## GIVEN RECORDS
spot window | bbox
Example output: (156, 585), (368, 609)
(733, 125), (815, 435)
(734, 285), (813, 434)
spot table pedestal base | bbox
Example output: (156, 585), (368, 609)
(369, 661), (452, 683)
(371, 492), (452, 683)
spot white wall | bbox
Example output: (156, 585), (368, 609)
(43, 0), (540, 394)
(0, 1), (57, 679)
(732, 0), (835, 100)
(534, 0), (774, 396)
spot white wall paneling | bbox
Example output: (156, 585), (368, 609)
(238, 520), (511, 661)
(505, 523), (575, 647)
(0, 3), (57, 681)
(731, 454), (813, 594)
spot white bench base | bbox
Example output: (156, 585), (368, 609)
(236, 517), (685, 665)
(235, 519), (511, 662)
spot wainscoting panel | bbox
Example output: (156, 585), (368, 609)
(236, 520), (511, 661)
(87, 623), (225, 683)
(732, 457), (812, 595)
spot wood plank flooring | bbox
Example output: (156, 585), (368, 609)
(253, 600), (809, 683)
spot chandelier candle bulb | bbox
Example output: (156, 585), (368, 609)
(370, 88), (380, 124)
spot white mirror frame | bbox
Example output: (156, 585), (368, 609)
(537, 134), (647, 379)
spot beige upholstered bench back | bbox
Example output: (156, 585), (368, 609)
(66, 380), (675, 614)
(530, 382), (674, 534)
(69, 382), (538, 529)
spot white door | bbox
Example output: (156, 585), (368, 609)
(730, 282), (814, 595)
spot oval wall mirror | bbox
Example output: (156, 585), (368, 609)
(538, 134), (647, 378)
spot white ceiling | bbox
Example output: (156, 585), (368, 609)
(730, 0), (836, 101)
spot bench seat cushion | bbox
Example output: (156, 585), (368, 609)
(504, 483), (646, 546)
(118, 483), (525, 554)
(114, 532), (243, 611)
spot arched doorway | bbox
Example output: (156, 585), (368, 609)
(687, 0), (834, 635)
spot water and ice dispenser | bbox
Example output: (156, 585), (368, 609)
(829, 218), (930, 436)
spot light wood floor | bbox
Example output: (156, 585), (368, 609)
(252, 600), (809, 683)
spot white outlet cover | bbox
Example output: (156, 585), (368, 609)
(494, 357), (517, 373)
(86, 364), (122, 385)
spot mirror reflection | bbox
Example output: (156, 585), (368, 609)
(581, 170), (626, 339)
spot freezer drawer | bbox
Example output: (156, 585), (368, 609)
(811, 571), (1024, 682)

## TASK OBJECTIVE
Transcribe the records above exactly, but only from the line that contains "spot arched doorway | bbox" through their final line, inclusive.

## OUTPUT FOR THIS EXERCISE
spot arched doorway | bbox
Example output: (156, 585), (368, 609)
(687, 0), (834, 635)
spot water and ice dispenser | bbox
Example output: (156, 585), (368, 609)
(829, 218), (930, 436)
spot light wood floor | bbox
Example output: (156, 585), (368, 609)
(252, 600), (809, 683)
spot white outlet cover | bbox
Example output: (156, 585), (368, 609)
(494, 357), (517, 373)
(86, 364), (122, 385)
spot mirror reflection | bbox
Example output: (156, 585), (368, 609)
(581, 170), (626, 339)
spot freezer drawer | bbox
Example output: (156, 585), (368, 609)
(811, 571), (1024, 682)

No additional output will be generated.